## Consigne:
Recopiez mot pour mot le passage de l'article sur les oignons à La Réunion qui va de « Si le prix du » à « dit, les importateurs. », ces deux bouts compris.

## Extrait fourni:
__________
À La Réunion, la consommation d'oignons est de 8 000 tonnes environ par an, mais la production locale de "zonion péi" s'élève seulement à 1 000 tonnes. La filière locale n'est pas suffisante, d’autant plus que l’Inde a annoncé arrêter l’exportation de cet ingrédient phare de la cuisine traditionnelle réunionnaise.
Regardez le reportage de Réunion La 1ère :
La Chambre verte réclame des formations pour les agriculteurs
La Chambre d'agriculture s’est réunie ce mercredi 17 avril, à Saint-Paul. Elle tire la sonnette d'alarme sur cette filière "fragile et sensible", qui nécessite pour Frédéric Vienne, président de la Chambre verte, bien plus qu'un simple accompagnement.
Ce dernier réclame la mise en place de formations, notamment pour tenter de redynamiser la culture d'oignons à La Réunion.
Aujourd’hui, le Département accompagne les producteurs d’oignons indépendants à hauteur de 6 000 euros pour 8 tonnes de production. Le problème n’est pas que financier, on n’a plus d’outils pour produire. On n'a pas suffisamment de soutien pour que la culture d'oignons fonctionne correctement.
Frédéric Vienne, président de la Chambre d'agriculture
Le prix des oignons explose
Après le prix exorbitant des tomates sur les étals, ce sont le prix des oignons qui font grincer les dents des consommateurs.
Si le prix du kilo d'oignons varie entre 4,90 euros et 8 euros, voire plus selon les endroits, la Chambre verte pointe du doigt les "réseaux de distributeurs". Autrement dit, les importateurs.
La question des prix revient aux réseaux de distributeurs. Malheureusement, cette situation va perdurer encore (jusqu'à octobre 2024 - NDLR). Donc, il faudra trouver d’autres pays fournisseurs d’oignons, mais il faut des oignons qui correspondent à notre cuisine locale. Et ça, c’est compliqué.
Frédéric Vienne, président de la Chambre d’agriculture
Une culture plus dynamique dans les années 1980
Dans les années 1980, "la culture d'oignons était bien plus florissante à La Réunion", souligne Frédéric Vienne.
En 30/40 ans, on a tout perdu. On a perdu notre savoir-faire en partie, car la génération des producteurs d’oignons des années 1980 n’est plus active. Les jeunes n’ont pas d’affinité avec cette culture. Un agriculteur fait souvent une culture par affinité avec celle-ci. Et s’il l’a pas, on ne va pas improviser. Donc, aujourd’hui, on a des problèmes.
Frédéric Vienne, président de la Chambre d'agriculture
Zonion péi, une culture "pénible"
La filière locale d'oignons est une filière "pénible", car elle demande "énormément de manipulations humaines", affirme Frédéric Vienne.
"Le désherbage sélectif qui existait à l’époque, dans les années 1980, n’existe plus. Le manque de main d'œuvre est criant sur les exploitations, car c’est une culture très sensible aux aléas climatiques", précise le président de la Chambre verte.
__________
## Lignes de données:
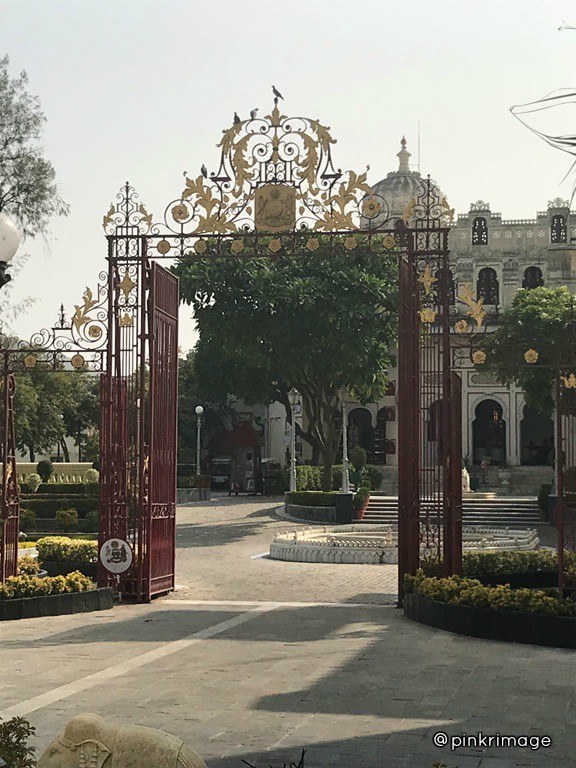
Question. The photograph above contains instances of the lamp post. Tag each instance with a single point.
(199, 411)
(9, 241)
(293, 399)
(343, 395)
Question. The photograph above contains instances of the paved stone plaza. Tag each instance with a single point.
(253, 659)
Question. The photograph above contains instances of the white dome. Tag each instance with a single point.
(398, 188)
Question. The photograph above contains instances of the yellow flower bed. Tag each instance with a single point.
(459, 590)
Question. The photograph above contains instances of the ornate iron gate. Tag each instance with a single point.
(139, 409)
(161, 477)
(10, 501)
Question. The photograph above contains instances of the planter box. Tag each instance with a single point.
(61, 569)
(56, 605)
(510, 626)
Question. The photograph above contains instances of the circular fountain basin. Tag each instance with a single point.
(378, 544)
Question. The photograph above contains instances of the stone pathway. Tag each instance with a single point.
(254, 659)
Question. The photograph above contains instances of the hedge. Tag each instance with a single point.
(309, 478)
(313, 498)
(31, 586)
(61, 549)
(64, 489)
(458, 590)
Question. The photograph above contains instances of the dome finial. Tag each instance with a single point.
(403, 156)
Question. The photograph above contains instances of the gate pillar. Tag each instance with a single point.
(10, 501)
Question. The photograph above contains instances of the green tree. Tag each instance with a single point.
(541, 320)
(318, 321)
(28, 192)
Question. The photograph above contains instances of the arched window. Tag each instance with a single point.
(558, 229)
(479, 231)
(487, 286)
(532, 278)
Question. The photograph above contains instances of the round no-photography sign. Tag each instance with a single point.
(116, 555)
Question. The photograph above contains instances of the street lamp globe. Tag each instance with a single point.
(10, 239)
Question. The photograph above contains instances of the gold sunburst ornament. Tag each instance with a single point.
(371, 207)
(274, 245)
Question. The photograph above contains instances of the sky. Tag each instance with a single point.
(140, 91)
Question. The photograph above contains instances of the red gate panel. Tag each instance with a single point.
(161, 501)
(10, 502)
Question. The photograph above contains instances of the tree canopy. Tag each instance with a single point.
(28, 191)
(52, 405)
(541, 321)
(317, 320)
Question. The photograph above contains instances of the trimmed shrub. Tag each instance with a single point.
(27, 519)
(14, 735)
(358, 458)
(61, 489)
(33, 482)
(28, 566)
(67, 519)
(91, 476)
(45, 469)
(483, 565)
(459, 590)
(47, 506)
(372, 477)
(31, 586)
(62, 549)
(313, 498)
(361, 498)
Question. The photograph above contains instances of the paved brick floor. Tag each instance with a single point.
(253, 659)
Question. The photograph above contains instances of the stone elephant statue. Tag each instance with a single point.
(88, 741)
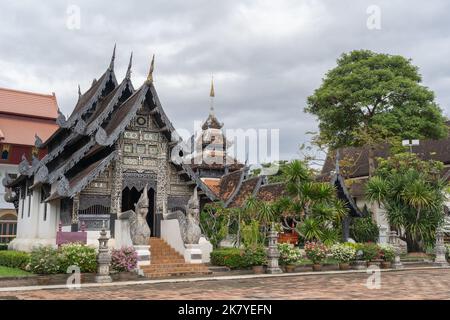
__________
## Résultat obtenu:
Si le prix du kilo d'oignons varie entre 4,90 euros et 8 euros, voire plus selon les endroits, la Chambre verte pointe du doigt les "réseaux de distributeurs". Autrement dit, les importateurs.